→ **Set of tasks**:
A: Summarize the fuel cell passage in two sentences.
B: According to the fuel cell passage, what makes organic materials such as methanol or formaldehyde attractive as fuels?
C: Pick up the fuel cell passage where it ends and keep writing.

→ **Excerpt**:
1. Field of the Invention
The present invention relates generally to the field of fuel cells and, more specifically, to a direct methanol fuel cell system in which active control of the concentration of methanol at a critical point within the cell allows dynamic response to changes in power demand while minimizing crossover of methanol through the cell's membrane.
2. Background Information
Fuel cells are devices in which an electrochemical reaction is used to generate electricity. A variety of materials may be suitable for use as a fuel, depending upon the materials chosen for the components of the cell. Organic materials, such as methanol or formaldehyde, are attractive choices for fuels due to their high specific energies.
Fuel cell systems may be divided into “reformer based” (i.e., those in which the fuel is processed in some fashion before it is introduced into the cell) or “direct oxidation” in which the fuel is fed directly into the cell without internal processing. Most currently available fuel cells are of the reformer-based type, and their fuel processing requirement limits their application to relatively large applications relative to direct oxidation systems.

[Records in a dataset]

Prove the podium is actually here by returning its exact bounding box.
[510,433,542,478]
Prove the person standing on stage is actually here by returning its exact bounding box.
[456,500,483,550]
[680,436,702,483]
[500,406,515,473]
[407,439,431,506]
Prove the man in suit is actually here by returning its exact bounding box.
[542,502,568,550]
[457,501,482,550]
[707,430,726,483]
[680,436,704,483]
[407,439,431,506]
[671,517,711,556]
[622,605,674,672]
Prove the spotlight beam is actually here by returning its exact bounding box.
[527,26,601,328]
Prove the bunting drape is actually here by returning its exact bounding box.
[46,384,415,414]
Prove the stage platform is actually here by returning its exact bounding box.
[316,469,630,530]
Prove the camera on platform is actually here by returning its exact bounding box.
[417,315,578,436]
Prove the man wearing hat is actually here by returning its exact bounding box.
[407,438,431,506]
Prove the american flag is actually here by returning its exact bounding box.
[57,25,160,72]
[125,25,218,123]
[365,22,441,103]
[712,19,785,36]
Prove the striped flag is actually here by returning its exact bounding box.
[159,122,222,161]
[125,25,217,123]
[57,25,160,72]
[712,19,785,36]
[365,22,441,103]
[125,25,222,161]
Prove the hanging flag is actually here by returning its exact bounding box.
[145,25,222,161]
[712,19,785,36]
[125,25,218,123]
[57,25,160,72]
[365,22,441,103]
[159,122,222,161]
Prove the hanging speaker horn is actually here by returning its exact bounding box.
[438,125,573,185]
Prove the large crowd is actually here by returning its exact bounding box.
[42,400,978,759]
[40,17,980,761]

→ **Answer set**:
A: The invention is a direct methanol fuel cell system that actively controls the methanol concentration at a critical point inside the cell, so it can respond to changes in power demand while keeping methanol crossover through the membrane low. Fuel cells make electricity through an electrochemical reaction and are either reformer based, where the fuel is processed before entering the cell, or direct oxidation, where it is fed in directly; most current cells are reformer based, which limits them to relatively large applications.

B: Their high specific energies.

C:
An example of a direct oxidation system is the direct methanol fuel cell system or DMFC. In a DMFC, the electrochemical reaction at the anode is a conversion of methanol and water to CO2, H+ and e−. The hydrogen ions flow through a membrane electrolyte to the cathode, while the free electrons flow through a load which is normally connected between the anode and cathode. At the cathode, oxygen reacts with hydrogen ions and free electrons to form water.
In addition, conventional DMFCs suffer from a problem which is well known to those skilled in the art: cross-over of methanol from the anode to the cathode through the membrane electrolyte, which causes significant loss in efficiency. Cross-over occurs because of the high solubility of methanol in the membrane electrolyte. In order to minimize cross-over, and thereby minimize the loss of efficiency, the concentration of methanol in the fuel feed stream is kept low (e.g., below 1M) by dilution with water. However, dilution of the methanol introduces other disadvantages: (1) the fuel cell's construction becomes more complicated and costly because of the structures and processes needed to store and manage the water; and (2) the energy per unit volume of the fuel cell, which is a critical factor in terms of the fuel cell's potential commercial applications, is reduced.
Many important applications of DMFCs require that the power source be able to vary its output in response to constantly changing electrical loads. There is a direct relationship between the electric load and the amount of methanol consumed. As such, it is desirable to vary the amount of methanol that is fed into the fuel cell, to supply slightly more fuel to the fuel cell than is consumed by the reaction that generates electricity. However, supplying substantially more fuel than is required has several disadvantages: it increases methanol crossover, which decreases efficiency of the system; in an open anode configuration, it increases the amount of fuel that passes through without reacting, thus wasting fuel; and in a closed anode configuration, it increases the volume of unreacted fuel that must be recirculated, consuming energy and increasing the demands on the system.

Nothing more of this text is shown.